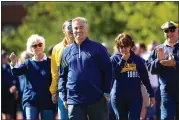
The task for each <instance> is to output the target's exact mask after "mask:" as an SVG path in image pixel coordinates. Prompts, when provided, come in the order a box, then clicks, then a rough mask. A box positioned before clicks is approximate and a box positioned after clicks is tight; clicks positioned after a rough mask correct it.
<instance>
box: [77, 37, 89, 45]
mask: <svg viewBox="0 0 179 120" xmlns="http://www.w3.org/2000/svg"><path fill="white" fill-rule="evenodd" d="M85 39H86V38H85ZM85 39H83V40H78V39H75V42H76V43H77V44H78V45H81V43H82V42H83V41H85Z"/></svg>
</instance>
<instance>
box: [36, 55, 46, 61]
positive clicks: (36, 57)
mask: <svg viewBox="0 0 179 120" xmlns="http://www.w3.org/2000/svg"><path fill="white" fill-rule="evenodd" d="M34 56H35V59H36V60H38V61H40V60H41V59H42V58H43V57H44V54H39V55H34Z"/></svg>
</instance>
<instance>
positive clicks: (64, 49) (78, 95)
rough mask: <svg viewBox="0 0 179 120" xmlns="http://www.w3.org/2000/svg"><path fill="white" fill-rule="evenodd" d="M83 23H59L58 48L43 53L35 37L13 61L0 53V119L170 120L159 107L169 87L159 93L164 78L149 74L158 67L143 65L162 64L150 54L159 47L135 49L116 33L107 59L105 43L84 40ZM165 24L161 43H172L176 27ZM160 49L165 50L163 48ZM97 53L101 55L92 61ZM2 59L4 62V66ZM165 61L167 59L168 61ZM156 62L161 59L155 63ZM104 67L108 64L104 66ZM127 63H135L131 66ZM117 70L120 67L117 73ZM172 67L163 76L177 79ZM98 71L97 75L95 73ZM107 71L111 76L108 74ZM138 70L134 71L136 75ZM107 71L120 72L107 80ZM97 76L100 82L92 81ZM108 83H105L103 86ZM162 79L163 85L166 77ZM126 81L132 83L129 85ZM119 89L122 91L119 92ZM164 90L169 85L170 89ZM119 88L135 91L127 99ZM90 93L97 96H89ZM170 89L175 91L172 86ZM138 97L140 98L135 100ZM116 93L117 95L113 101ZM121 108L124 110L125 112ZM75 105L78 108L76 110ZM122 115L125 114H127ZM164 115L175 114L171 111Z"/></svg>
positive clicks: (83, 31)
mask: <svg viewBox="0 0 179 120" xmlns="http://www.w3.org/2000/svg"><path fill="white" fill-rule="evenodd" d="M85 20H86V19H84V18H80V17H79V18H75V19H73V20H68V21H65V22H64V24H63V26H62V31H63V33H64V36H65V37H64V39H63V40H62V41H61V40H60V41H61V42H60V43H59V44H57V45H55V46H50V47H49V48H48V51H47V53H45V52H44V49H45V39H44V38H43V37H42V36H39V35H37V34H34V35H32V36H30V37H29V38H28V40H27V50H24V51H22V53H21V54H20V56H19V57H17V56H16V55H15V53H13V52H12V53H11V54H9V53H8V52H7V51H5V50H1V75H2V79H1V88H2V89H1V90H2V94H1V99H2V103H1V105H2V109H1V110H2V116H1V118H2V119H8V120H15V119H17V118H16V117H17V113H19V112H20V113H21V116H22V119H48V120H49V119H55V118H56V119H61V120H68V119H69V120H86V119H89V120H98V118H99V120H108V119H109V120H119V119H120V120H123V119H124V120H125V119H128V118H126V116H125V114H126V113H127V117H128V113H129V118H130V117H131V118H130V119H131V120H137V119H141V120H160V119H162V118H164V119H166V120H169V118H173V119H174V117H173V115H174V114H173V113H175V115H176V114H177V113H176V112H171V113H170V112H167V111H165V109H164V108H166V109H167V110H168V108H167V107H166V106H164V105H165V104H166V103H165V104H164V100H166V101H169V100H170V99H171V96H170V92H171V90H170V92H169V93H167V92H168V91H167V90H168V89H171V86H170V88H167V90H166V91H165V88H164V90H163V88H162V87H165V85H163V84H165V83H162V82H160V83H159V81H160V80H161V81H162V80H163V78H162V77H164V76H165V75H161V74H160V73H158V74H153V73H155V71H152V70H153V69H154V67H156V66H157V65H158V63H157V64H156V66H152V65H153V64H152V63H150V62H149V59H154V60H155V57H158V59H160V58H162V55H163V54H162V52H161V53H159V52H157V53H154V52H155V50H156V48H158V46H160V45H159V43H157V42H156V41H155V40H153V41H152V42H151V43H149V44H148V45H146V44H145V43H142V42H141V43H135V42H134V41H133V40H132V38H131V37H130V35H128V34H125V33H121V34H119V35H118V36H117V37H116V39H115V45H114V46H113V53H112V54H110V53H109V46H108V44H107V43H101V44H98V43H96V42H92V41H91V40H89V38H88V36H87V30H86V29H87V22H86V21H85ZM165 24H167V25H168V26H166V25H165ZM165 24H164V25H163V26H162V30H163V31H164V33H165V34H167V35H166V39H169V38H168V37H170V39H172V37H173V36H174V35H173V34H174V32H175V31H177V32H178V24H175V23H174V22H167V23H165ZM167 30H168V31H167ZM168 34H170V35H168ZM78 45H79V46H78ZM175 45H178V38H177V41H176V43H175V44H174V45H173V46H172V47H171V48H173V47H176V48H173V49H174V50H173V51H175V49H177V50H178V51H179V47H178V46H175ZM91 46H93V47H91ZM102 46H103V47H102ZM166 46H169V45H168V44H167V45H166ZM103 48H105V50H104V49H103ZM165 49H166V48H165ZM167 50H168V48H167ZM177 50H176V51H177ZM161 51H162V50H161ZM178 51H177V52H178ZM98 53H99V54H101V55H98ZM171 53H172V52H171ZM76 54H77V56H76ZM155 55H156V56H155ZM169 55H170V54H169ZM174 55H175V54H174ZM177 55H178V53H177ZM177 55H176V56H173V57H175V60H178V59H179V57H178V56H177ZM95 56H97V57H95ZM131 56H132V57H131ZM94 57H95V60H96V59H97V63H95V62H94V59H92V58H94ZM171 57H172V56H171ZM80 58H82V59H81V60H82V61H83V62H81V61H80V60H79V61H78V59H80ZM8 59H10V62H9V60H8ZM158 59H157V60H158ZM170 59H172V58H170V56H169V60H170ZM173 59H174V58H173ZM173 59H172V60H173ZM118 60H119V61H118ZM162 60H164V59H161V60H160V61H162ZM69 61H70V62H69ZM110 61H111V62H112V64H109V62H110ZM123 61H124V63H123ZM131 61H132V62H131ZM133 61H137V62H138V63H136V65H135V64H134V62H133ZM73 62H74V63H73ZM87 62H88V63H87ZM146 62H148V63H146ZM165 62H167V61H164V62H163V63H162V62H161V63H160V66H161V65H163V64H165ZM168 62H170V63H168V65H170V64H172V63H171V62H173V61H168ZM145 63H146V64H145ZM80 65H81V66H80ZM177 65H178V63H177V62H176V63H175V66H177ZM120 66H122V68H121V69H120ZM142 66H144V67H142ZM151 66H152V67H151ZM163 66H164V68H162V70H165V69H166V68H167V67H166V66H167V65H166V66H165V65H163ZM163 66H162V67H163ZM171 66H172V65H171ZM171 66H170V67H171ZM175 66H174V69H173V68H172V67H173V66H172V67H171V68H170V69H169V70H171V71H174V73H179V70H178V67H175ZM83 67H84V68H83ZM93 67H94V68H93ZM98 67H99V69H98ZM118 67H119V68H118ZM130 67H131V68H130ZM101 68H102V72H101V71H100V72H98V70H101ZM110 68H111V71H110V70H109V69H110ZM138 68H140V69H139V70H136V69H138ZM149 68H150V69H149ZM86 69H88V70H86ZM112 70H118V71H119V70H120V71H121V72H118V73H116V72H115V73H114V71H113V74H109V73H110V72H111V73H112ZM135 70H136V71H135ZM146 70H147V71H146ZM150 70H151V71H152V72H151V71H150ZM162 70H161V71H162ZM167 70H168V69H167ZM71 71H72V72H71ZM77 71H78V72H77ZM131 71H132V73H131ZM134 71H135V72H134ZM145 71H146V72H145ZM125 72H126V73H125ZM87 73H88V74H89V75H88V74H87ZM91 73H93V74H94V75H93V74H91ZM98 73H99V74H98ZM101 73H102V75H103V76H102V77H98V76H100V75H101ZM162 73H163V71H162ZM164 73H165V72H164ZM114 74H115V75H114ZM131 74H132V75H131ZM126 75H127V76H128V78H127V77H126V78H127V80H131V81H130V82H131V85H129V86H127V85H126V84H128V83H125V82H121V81H122V80H123V79H126V78H125V77H124V76H126ZM144 75H146V76H148V77H146V76H144ZM121 76H123V77H121ZM82 77H83V78H82ZM95 77H97V78H95ZM77 78H78V79H79V81H80V80H81V81H80V82H81V83H79V82H77V81H78V80H77ZM110 78H111V81H107V79H110ZM166 78H167V79H169V77H168V76H167V77H166ZM83 79H86V80H89V81H90V80H91V79H95V80H98V79H102V80H103V79H104V80H106V81H104V83H101V82H100V81H99V82H97V81H92V80H91V83H90V84H87V82H84V81H82V80H83ZM177 79H179V78H177ZM120 80H121V81H120ZM127 80H126V81H127ZM132 80H133V81H135V82H132ZM138 80H140V82H139V85H140V87H138V83H137V81H138ZM163 81H164V80H163ZM91 84H92V85H91ZM99 84H102V85H104V86H102V85H99ZM120 84H121V85H122V86H124V87H122V86H121V87H119V86H120ZM161 84H162V85H161ZM166 84H167V83H166ZM170 84H172V85H173V84H175V83H174V82H173V83H170ZM80 85H81V86H80ZM90 85H91V86H92V87H91V86H90ZM98 85H99V86H98ZM125 85H126V88H129V89H130V88H131V90H134V89H132V85H133V86H137V87H136V88H135V90H134V91H132V93H129V95H127V94H128V92H131V91H130V90H127V89H126V88H125ZM79 86H80V87H79ZM85 87H86V88H85ZM93 87H94V88H93ZM106 87H108V88H106ZM86 89H88V90H86ZM94 89H95V90H96V89H97V90H98V91H96V92H94V91H95V90H94ZM139 89H140V90H139ZM173 89H174V90H176V89H175V87H174V86H173ZM70 90H71V91H70ZM120 91H121V92H120ZM123 91H125V92H123ZM140 91H141V94H138V93H140ZM97 92H99V93H97ZM174 92H176V91H174ZM85 93H86V94H87V95H86V94H85ZM103 93H104V98H105V100H106V103H107V109H108V110H107V111H108V112H106V111H105V109H106V108H105V104H106V103H104V101H105V100H103V99H102V97H101V94H102V95H103ZM119 93H120V94H121V93H122V94H123V95H121V96H120V97H116V96H117V95H118V94H119ZM161 93H162V94H161ZM133 94H135V97H136V99H134V98H135V97H133V98H130V97H131V96H133ZM140 95H142V99H139V98H140ZM172 95H173V94H172ZM79 96H80V97H79ZM161 96H162V97H161ZM172 97H173V96H172ZM124 98H125V99H124ZM161 98H162V99H161ZM165 98H167V99H165ZM125 100H132V102H131V101H130V102H126V101H125ZM135 100H137V101H135ZM172 100H173V99H172ZM166 101H165V102H166ZM172 102H173V101H172ZM172 102H171V103H170V105H171V106H172V105H173V104H175V102H174V103H172ZM93 103H95V104H93ZM123 104H126V106H124V105H123ZM131 104H133V105H134V106H135V105H138V107H134V106H133V107H131V106H130V105H131ZM76 105H79V106H80V108H79V107H78V106H76ZM177 105H178V104H177ZM140 106H141V107H140ZM122 109H127V110H126V111H127V112H126V111H124V110H122ZM132 109H133V110H132ZM169 109H171V110H173V111H176V109H177V107H172V108H169ZM99 111H101V112H99ZM138 111H139V112H140V116H139V118H138V117H137V113H138ZM161 111H162V115H161ZM82 113H84V119H83V118H82V117H81V116H83V115H82ZM106 113H107V114H106ZM96 114H98V115H99V116H98V115H97V116H98V118H95V116H96ZM122 114H124V115H122ZM105 115H106V116H108V118H106V117H105ZM175 115H174V116H175ZM79 116H80V117H79ZM100 116H102V117H100ZM121 116H122V117H121Z"/></svg>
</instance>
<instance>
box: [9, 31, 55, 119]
mask: <svg viewBox="0 0 179 120" xmlns="http://www.w3.org/2000/svg"><path fill="white" fill-rule="evenodd" d="M44 49H45V39H44V38H43V37H42V36H39V35H37V34H34V35H31V36H30V37H29V38H28V40H27V52H29V53H31V54H33V57H32V58H31V59H27V60H25V61H24V62H23V63H22V64H21V65H20V66H18V67H17V66H16V64H17V57H16V55H15V54H14V53H11V55H10V57H9V58H10V60H11V70H12V73H13V75H17V76H20V75H23V74H24V75H25V76H26V80H27V81H26V85H25V89H24V93H23V100H22V104H23V109H24V110H25V113H26V119H28V120H37V119H38V116H39V113H40V114H41V118H42V119H48V120H50V119H54V107H55V106H54V104H53V102H52V100H51V94H50V91H49V87H50V84H51V72H50V62H51V61H50V58H48V57H47V56H46V54H45V53H44Z"/></svg>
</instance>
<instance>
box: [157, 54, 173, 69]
mask: <svg viewBox="0 0 179 120" xmlns="http://www.w3.org/2000/svg"><path fill="white" fill-rule="evenodd" d="M160 63H161V64H162V65H163V66H167V67H175V66H176V61H175V60H174V57H173V56H172V55H170V56H169V58H168V60H161V61H160Z"/></svg>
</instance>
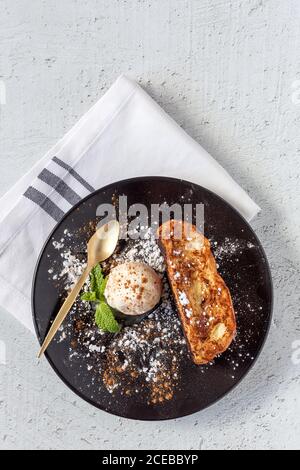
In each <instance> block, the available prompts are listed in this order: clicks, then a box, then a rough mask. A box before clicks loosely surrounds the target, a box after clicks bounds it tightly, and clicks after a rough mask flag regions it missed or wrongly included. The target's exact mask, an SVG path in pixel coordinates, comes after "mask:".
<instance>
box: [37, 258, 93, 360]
mask: <svg viewBox="0 0 300 470" xmlns="http://www.w3.org/2000/svg"><path fill="white" fill-rule="evenodd" d="M90 271H91V268H90V267H89V266H87V267H86V269H85V270H84V271H83V273H82V275H81V277H80V278H79V279H78V281H77V284H76V285H75V287H74V288H73V289H72V291H71V292H70V294H69V295H68V297H67V298H66V300H65V301H64V303H63V305H62V306H61V309H60V311H59V312H58V314H57V315H56V317H55V320H54V321H53V323H52V325H51V328H50V330H49V332H48V334H47V336H46V338H45V340H44V342H43V345H42V347H41V349H40V352H39V353H38V358H40V357H41V356H42V354H44V352H45V351H46V349H47V348H48V346H49V344H50V343H51V341H52V340H53V338H54V336H55V334H56V332H57V330H58V329H59V327H60V325H61V324H62V322H63V321H64V319H65V318H66V316H67V315H68V313H69V311H70V310H71V308H72V306H73V304H74V302H75V300H76V298H77V296H78V294H79V292H80V291H81V289H82V287H83V285H84V283H85V281H86V279H87V277H88V275H89V273H90Z"/></svg>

+++++

- _Action item_
Every line in the records above that has "rough" counts once. Give the total and nothing else.

- _Exercise output_
3